### [GIVEN INSTRUCTION]
Pick out each line below that contains the string "Target" and copy it. Case counts.

= = =

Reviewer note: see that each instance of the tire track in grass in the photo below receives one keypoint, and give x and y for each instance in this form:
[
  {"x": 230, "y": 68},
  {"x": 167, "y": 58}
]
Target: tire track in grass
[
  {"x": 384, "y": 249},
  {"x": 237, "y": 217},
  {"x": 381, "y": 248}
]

= = =

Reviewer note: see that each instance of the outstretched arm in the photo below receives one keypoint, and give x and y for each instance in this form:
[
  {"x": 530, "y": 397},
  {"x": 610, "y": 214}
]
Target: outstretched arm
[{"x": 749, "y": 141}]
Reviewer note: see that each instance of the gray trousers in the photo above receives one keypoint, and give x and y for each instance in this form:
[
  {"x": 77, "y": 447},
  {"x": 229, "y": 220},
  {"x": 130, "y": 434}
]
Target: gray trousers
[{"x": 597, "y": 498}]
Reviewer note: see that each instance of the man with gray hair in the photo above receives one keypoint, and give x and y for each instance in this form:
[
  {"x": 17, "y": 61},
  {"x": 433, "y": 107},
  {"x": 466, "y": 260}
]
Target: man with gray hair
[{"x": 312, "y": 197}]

= = =

### [RESPONSE TO THE EXERCISE]
Target: tire track in grass
Target: outstretched arm
Target: gray trousers
Target: man with gray hair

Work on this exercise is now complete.